* Task directions
Scan the records for the string "link" and copy every line that holds it.

* Listed entries
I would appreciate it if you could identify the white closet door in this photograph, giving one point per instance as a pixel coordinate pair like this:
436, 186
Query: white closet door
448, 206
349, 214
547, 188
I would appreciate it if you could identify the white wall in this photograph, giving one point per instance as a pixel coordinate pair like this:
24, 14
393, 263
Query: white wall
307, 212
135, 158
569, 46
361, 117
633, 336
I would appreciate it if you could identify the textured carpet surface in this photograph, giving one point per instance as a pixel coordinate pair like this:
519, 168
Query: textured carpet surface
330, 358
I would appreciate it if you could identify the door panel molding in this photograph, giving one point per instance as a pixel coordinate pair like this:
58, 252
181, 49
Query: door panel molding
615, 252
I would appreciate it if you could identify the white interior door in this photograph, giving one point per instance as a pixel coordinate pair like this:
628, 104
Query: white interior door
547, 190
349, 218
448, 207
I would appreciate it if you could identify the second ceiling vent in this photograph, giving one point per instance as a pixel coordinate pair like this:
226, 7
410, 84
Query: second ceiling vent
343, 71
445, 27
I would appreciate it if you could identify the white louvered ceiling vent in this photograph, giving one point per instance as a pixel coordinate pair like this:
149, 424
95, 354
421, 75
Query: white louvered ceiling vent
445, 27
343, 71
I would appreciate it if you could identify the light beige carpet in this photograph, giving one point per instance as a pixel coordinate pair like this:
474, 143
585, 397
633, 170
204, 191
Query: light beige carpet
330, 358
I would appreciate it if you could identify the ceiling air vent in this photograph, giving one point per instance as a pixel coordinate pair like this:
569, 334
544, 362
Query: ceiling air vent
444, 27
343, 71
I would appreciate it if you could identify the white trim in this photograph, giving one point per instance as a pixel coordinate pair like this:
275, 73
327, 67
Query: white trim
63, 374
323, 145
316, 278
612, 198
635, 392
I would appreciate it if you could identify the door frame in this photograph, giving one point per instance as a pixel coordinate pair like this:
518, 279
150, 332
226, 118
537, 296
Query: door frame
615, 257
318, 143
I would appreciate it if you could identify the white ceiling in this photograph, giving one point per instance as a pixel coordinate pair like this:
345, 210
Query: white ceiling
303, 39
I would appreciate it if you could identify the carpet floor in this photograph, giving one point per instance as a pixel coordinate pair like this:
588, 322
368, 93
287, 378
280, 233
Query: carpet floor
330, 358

---

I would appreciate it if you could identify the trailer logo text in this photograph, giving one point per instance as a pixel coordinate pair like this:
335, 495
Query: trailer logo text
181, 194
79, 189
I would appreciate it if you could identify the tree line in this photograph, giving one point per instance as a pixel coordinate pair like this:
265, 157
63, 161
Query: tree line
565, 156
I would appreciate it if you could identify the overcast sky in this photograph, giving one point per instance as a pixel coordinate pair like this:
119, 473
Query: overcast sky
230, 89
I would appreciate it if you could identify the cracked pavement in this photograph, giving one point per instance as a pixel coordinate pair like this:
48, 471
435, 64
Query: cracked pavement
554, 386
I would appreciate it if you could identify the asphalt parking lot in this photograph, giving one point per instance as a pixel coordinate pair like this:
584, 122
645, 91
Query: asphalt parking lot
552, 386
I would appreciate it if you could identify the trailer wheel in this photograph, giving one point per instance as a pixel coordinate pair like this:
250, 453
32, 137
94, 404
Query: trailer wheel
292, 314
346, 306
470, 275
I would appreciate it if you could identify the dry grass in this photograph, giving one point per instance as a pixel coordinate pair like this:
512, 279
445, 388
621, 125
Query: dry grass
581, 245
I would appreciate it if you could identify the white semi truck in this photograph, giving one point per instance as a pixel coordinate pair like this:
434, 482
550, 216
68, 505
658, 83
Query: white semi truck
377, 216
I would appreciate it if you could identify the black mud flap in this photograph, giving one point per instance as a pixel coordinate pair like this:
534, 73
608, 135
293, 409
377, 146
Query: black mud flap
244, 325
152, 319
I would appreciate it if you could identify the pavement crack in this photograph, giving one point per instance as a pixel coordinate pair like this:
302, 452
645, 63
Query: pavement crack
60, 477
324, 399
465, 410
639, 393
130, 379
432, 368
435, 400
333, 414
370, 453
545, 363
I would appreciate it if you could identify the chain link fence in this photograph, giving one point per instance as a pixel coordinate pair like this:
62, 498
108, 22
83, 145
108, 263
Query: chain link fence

* Output
I would appreciate it if you could identify the chain link fence in this photograph, giving one point per instance as a pixel coordinate pair like this:
Query: chain link fence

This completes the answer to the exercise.